• **Problem to work on**
Copy the records below word for word, keeping every line in its original order.

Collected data
────────────────────────────────────────
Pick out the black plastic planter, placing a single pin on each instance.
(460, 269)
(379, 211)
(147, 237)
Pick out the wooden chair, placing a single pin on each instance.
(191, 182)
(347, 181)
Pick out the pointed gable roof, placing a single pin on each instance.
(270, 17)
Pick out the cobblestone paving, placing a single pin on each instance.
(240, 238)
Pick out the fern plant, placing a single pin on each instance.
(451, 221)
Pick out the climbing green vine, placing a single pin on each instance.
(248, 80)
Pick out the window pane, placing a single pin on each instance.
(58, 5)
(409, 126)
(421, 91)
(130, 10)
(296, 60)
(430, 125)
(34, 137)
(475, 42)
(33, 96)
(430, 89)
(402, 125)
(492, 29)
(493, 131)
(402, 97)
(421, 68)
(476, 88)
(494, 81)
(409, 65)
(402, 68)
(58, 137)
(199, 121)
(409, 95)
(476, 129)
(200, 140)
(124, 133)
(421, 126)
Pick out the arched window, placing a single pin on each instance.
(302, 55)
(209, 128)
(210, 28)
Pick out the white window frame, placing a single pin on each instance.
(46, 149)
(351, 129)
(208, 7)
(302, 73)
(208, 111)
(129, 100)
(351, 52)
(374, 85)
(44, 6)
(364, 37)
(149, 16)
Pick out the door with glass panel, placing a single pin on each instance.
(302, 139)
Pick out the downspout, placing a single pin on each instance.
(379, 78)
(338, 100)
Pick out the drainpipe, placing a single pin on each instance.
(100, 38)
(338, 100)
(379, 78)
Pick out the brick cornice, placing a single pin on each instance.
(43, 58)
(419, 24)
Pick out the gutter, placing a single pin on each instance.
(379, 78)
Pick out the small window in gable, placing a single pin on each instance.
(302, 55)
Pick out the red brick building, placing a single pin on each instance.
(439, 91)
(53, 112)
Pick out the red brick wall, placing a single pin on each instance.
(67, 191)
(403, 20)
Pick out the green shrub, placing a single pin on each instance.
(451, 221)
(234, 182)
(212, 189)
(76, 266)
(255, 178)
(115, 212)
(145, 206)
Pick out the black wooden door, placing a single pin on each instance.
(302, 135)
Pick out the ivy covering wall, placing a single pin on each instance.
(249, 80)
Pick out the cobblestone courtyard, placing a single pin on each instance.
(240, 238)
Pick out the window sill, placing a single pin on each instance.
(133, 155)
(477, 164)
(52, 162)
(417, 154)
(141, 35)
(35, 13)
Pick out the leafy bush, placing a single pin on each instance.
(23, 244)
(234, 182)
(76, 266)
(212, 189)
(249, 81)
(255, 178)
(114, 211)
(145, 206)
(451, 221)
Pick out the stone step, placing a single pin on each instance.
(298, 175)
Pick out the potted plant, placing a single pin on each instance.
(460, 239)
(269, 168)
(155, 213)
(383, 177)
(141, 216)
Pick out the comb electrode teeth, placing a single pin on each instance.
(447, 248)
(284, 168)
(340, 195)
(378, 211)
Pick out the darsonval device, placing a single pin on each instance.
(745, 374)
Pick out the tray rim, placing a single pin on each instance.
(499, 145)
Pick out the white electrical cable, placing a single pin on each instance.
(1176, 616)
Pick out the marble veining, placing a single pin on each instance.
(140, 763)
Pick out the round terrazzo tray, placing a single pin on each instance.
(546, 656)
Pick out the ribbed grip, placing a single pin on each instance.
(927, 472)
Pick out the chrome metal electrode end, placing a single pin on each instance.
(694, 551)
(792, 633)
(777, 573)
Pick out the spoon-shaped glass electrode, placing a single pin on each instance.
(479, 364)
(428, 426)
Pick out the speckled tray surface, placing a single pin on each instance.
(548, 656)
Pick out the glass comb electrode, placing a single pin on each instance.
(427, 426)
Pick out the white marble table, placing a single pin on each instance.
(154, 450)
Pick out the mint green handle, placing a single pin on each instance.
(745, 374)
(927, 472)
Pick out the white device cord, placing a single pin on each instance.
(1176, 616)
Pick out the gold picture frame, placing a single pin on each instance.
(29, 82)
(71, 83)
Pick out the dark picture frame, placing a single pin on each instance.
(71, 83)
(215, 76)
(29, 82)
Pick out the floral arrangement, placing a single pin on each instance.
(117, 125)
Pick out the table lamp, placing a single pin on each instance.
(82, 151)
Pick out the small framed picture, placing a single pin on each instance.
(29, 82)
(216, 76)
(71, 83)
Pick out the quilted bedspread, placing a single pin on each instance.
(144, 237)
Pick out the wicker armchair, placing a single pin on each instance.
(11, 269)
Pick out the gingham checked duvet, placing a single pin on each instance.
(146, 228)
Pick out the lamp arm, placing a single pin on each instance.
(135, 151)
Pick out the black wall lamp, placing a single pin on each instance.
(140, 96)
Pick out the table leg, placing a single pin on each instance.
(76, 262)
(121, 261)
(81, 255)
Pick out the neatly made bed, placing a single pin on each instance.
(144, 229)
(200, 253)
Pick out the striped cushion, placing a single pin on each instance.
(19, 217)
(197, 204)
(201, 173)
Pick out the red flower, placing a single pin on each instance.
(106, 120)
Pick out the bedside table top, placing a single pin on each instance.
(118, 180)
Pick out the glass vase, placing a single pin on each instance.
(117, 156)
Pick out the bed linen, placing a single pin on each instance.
────────────────────────────────────────
• **Finished task**
Pick out the black plastic planter, placing a single pin on each instance.
(460, 269)
(379, 211)
(147, 237)
Pick out the wooden chair, placing a single pin on each instance.
(191, 182)
(347, 181)
Pick out the pointed gable roof, placing a single pin on each instance.
(270, 17)
Pick out the cobblestone paving, placing a single pin on each instance.
(240, 238)
Pick out the fern plant, placing a single pin on each instance.
(451, 221)
Pick out the climbing green vine, placing a single pin on each instance.
(248, 80)
Pick out the window pane, placing a single pin on each instance.
(58, 5)
(409, 126)
(421, 91)
(130, 10)
(296, 60)
(430, 125)
(34, 137)
(475, 42)
(33, 96)
(430, 89)
(402, 125)
(492, 29)
(493, 131)
(402, 97)
(421, 68)
(476, 88)
(494, 81)
(409, 65)
(402, 68)
(58, 137)
(199, 121)
(409, 95)
(476, 129)
(200, 140)
(124, 133)
(421, 126)
Pick out the arched window, placing a single pin on each instance.
(302, 55)
(209, 128)
(210, 28)
Pick out the white window frame, placing a single pin on each instance.
(46, 149)
(351, 129)
(208, 7)
(302, 73)
(208, 111)
(129, 100)
(351, 52)
(374, 85)
(44, 6)
(364, 37)
(149, 16)
Pick out the door with glass panel, placing a single pin on each instance.
(302, 139)
Pick out the downspout, placing a single pin on each instance.
(379, 78)
(338, 100)
Pick out the drainpipe, placing a single pin on each instance.
(100, 38)
(338, 100)
(379, 78)
Pick out the brick cornice, placing a single pin on each instance.
(43, 58)
(419, 24)
Pick out the gutter, placing a single pin on each instance.
(379, 78)
Pick out the small window in gable, placing a single pin on each instance.
(302, 55)
Pick out the red brick building, placing a single pin on each instance.
(439, 91)
(53, 112)
Pick out the red brick wall, placing a single pin on each instance.
(67, 191)
(403, 20)
Pick out the green shrub, placing a single pin on each instance.
(451, 221)
(234, 182)
(212, 189)
(76, 266)
(255, 178)
(115, 212)
(145, 206)
Pick out the black wooden door, placing a single pin on each instance.
(302, 135)
Pick out the ivy covering wall, placing a single pin on each instance.
(249, 80)
Pick out the cobblestone courtyard, placing a single pin on each instance.
(240, 238)
Pick out the window sill, placing a single pin on each instance.
(133, 155)
(477, 164)
(52, 162)
(417, 154)
(141, 35)
(35, 13)
Pick out the leafy bush, placing a single pin on each instance.
(23, 244)
(234, 182)
(76, 266)
(212, 189)
(249, 81)
(255, 178)
(114, 211)
(145, 206)
(451, 221)
Pick out the stone step, placing a single pin on each instance.
(298, 175)
Pick out the potted plant, placing a single pin on each instance.
(460, 239)
(269, 168)
(155, 213)
(383, 177)
(141, 216)
Pick out the comb electrode teeth, placing a single pin on each instance.
(447, 248)
(284, 168)
(340, 195)
(378, 211)
Pick out the darsonval device, placing a single pin on each instance.
(745, 374)
Pick out the tray rim, placing a single pin on each instance.
(499, 145)
Pick out the white electrical cable, placing a single pin on each instance.
(1176, 616)
Pick out the marble veining, placing a single pin on each instance.
(140, 763)
Pick out the round terrazzo tray, placing a single pin on each instance.
(546, 656)
Pick out the ribbed grip, placing a single pin on each instance.
(927, 472)
Pick out the chrome metal electrode end, placing a single pin on each instance.
(694, 551)
(792, 633)
(777, 573)
Pick out the spoon-shaped glass electrode, placing a single pin on each instance.
(479, 364)
(428, 426)
Pick out the speckled tray surface, placing a single pin on each instance.
(548, 656)
Pick out the glass comb electrode, placing a single pin on each instance.
(427, 426)
Pick out the white marble table, placing a single pin on each instance.
(154, 450)
Pick out the mint green handle, placing a single pin on each instance.
(745, 374)
(927, 472)
Pick out the white device cord, placing a single pin on each instance.
(1176, 616)
Pick out the gold picture frame, placing a single pin on each instance.
(29, 82)
(71, 83)
Pick out the dark picture frame, placing a single pin on each instance.
(71, 83)
(215, 76)
(29, 82)
Pick out the floral arrangement, placing a single pin on each instance.
(117, 125)
Pick out the table lamp, placing a single pin on each instance.
(82, 151)
Pick out the small framed picture, placing a single pin on each instance.
(29, 82)
(216, 76)
(71, 83)
Pick out the quilted bedspread, placing a single pin on each instance.
(144, 237)
Pick out the wicker armchair, placing a single pin on each instance.
(11, 269)
Pick out the gingham checked duvet, placing a single pin on each instance.
(146, 228)
Pick out the lamp arm, placing a single pin on each instance.
(135, 151)
Pick out the black wall lamp, placing a single pin on each instance.
(140, 96)
Pick out the table leg, placing a single pin on each instance.
(76, 262)
(121, 261)
(81, 255)
Pick out the neatly made bed, placing a single pin on each instance.
(144, 229)
(200, 253)
Pick out the striped cushion, placing a single pin on each instance.
(19, 217)
(197, 204)
(201, 173)
Pick out the red flower, placing a single pin on each instance.
(106, 120)
Pick out the bedside table top, placing a single pin on each instance.
(118, 180)
Pick out the glass vase, placing a single pin on each instance.
(117, 156)
Pick out the bed linen, placing a single pin on each instance.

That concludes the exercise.